== Problem to work on ==
Reproduce the following material line for line, keeping every character the same.

== Material supplied ==
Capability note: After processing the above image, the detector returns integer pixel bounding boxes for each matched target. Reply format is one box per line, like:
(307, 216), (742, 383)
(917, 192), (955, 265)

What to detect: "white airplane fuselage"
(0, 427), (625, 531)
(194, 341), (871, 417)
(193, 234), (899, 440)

== Expected answer ==
Capability note: After processing the above image, the detector returns integer pixel bounding boxes for each matched target. Reply format is one box per line, like:
(307, 216), (742, 383)
(917, 192), (955, 265)

What to detect: "white airplane fuselage"
(0, 427), (625, 531)
(194, 341), (871, 417)
(193, 234), (899, 440)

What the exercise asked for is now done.